> _ÉNONCÉ ÉCRIT 1_:
D'après le passage fourni, où la classe se tenait-elle par les fortes chaleurs ?

···

Les hommes, descendant des tranchées, s’intéressaient aux enfants, qui leur faisaient oublier les dures journées de là-haut. Ils regardaient avec sympathie les écoliers se rendant en classe, le masque à gaz au côté. Ils s’arrêtaient volontiers pour regarder jouer les élèves, dont la classe avait été reportée au sud du pays, à cause du danger. Ils les regardaient travailler quand, par les fortes chaleurs, la classe se tenait dans un pré, à Courtançon : c’était du plein air, forcément, en ce temps là, on travaillait tout de même.

Pouvait-il en être autrement devant le courage calme de nos braves troupiers arrivant du moulin de Laffaux. Nous les admirions tous. Quelle émotion nous étreignit, un jour qu’au son de sa musique, un régiment venant au repos défila devant la cour de l’école, son drapeau déployé, tout déchiqueté par la mitraille !

···

> _ÉNONCÉ ÉCRIT 2_:
Présentez les lignes du listing ci-dessous sous forme de liste numérotée, en omettant les lignes vides. Laissez les images de côté dans votre réponse.

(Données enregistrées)
···

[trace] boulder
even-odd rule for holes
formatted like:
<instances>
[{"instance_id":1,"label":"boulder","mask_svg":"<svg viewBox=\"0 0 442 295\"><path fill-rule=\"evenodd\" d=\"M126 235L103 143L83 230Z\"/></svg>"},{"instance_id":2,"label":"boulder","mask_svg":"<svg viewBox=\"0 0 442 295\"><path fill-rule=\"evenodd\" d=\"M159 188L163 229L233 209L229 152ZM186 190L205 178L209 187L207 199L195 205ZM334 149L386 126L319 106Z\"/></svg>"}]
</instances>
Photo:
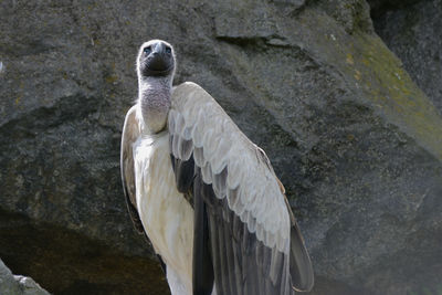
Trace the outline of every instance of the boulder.
<instances>
[{"instance_id":1,"label":"boulder","mask_svg":"<svg viewBox=\"0 0 442 295\"><path fill-rule=\"evenodd\" d=\"M376 32L442 114L442 1L376 11Z\"/></svg>"},{"instance_id":2,"label":"boulder","mask_svg":"<svg viewBox=\"0 0 442 295\"><path fill-rule=\"evenodd\" d=\"M31 277L13 275L0 260L0 293L3 295L49 295Z\"/></svg>"},{"instance_id":3,"label":"boulder","mask_svg":"<svg viewBox=\"0 0 442 295\"><path fill-rule=\"evenodd\" d=\"M0 256L64 294L167 294L119 179L138 46L267 152L312 294L441 288L442 118L364 0L0 2ZM24 21L25 20L25 21ZM35 255L36 254L36 255Z\"/></svg>"}]
</instances>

···

> _RÉPONSE ÉCRITE 1_:
Dans un pré, à Courtançon.

> _RÉPONSE ÉCRITE 2_:
1. [trace] boulder
2. even-odd rule for holes
3. formatted like:
4. <instances>
5. [{"instance_id":1,"label":"boulder","mask_svg":"<svg viewBox=\"0 0 442 295\"><path fill-rule=\"evenodd\" d=\"M126 235L103 143L83 230Z\"/></svg>"},{"instance_id":2,"label":"boulder","mask_svg":"<svg viewBox=\"0 0 442 295\"><path fill-rule=\"evenodd\" d=\"M159 188L163 229L233 209L229 152ZM186 190L205 178L209 187L207 199L195 205ZM334 149L386 126L319 106Z\"/></svg>"}]
6. </instances>
7. Photo:
8. Trace the outline of every instance of the boulder.
9. <instances>
10. [{"instance_id":1,"label":"boulder","mask_svg":"<svg viewBox=\"0 0 442 295\"><path fill-rule=\"evenodd\" d=\"M376 32L442 114L442 1L376 11Z\"/></svg>"},{"instance_id":2,"label":"boulder","mask_svg":"<svg viewBox=\"0 0 442 295\"><path fill-rule=\"evenodd\" d=\"M31 277L13 275L0 260L0 293L3 295L49 295Z\"/></svg>"},{"instance_id":3,"label":"boulder","mask_svg":"<svg viewBox=\"0 0 442 295\"><path fill-rule=\"evenodd\" d=\"M0 256L64 294L167 294L119 179L138 46L267 152L312 294L441 288L442 118L364 0L0 2ZM24 21L25 20L25 21ZM35 255L36 254L36 255Z\"/></svg>"}]
11. </instances>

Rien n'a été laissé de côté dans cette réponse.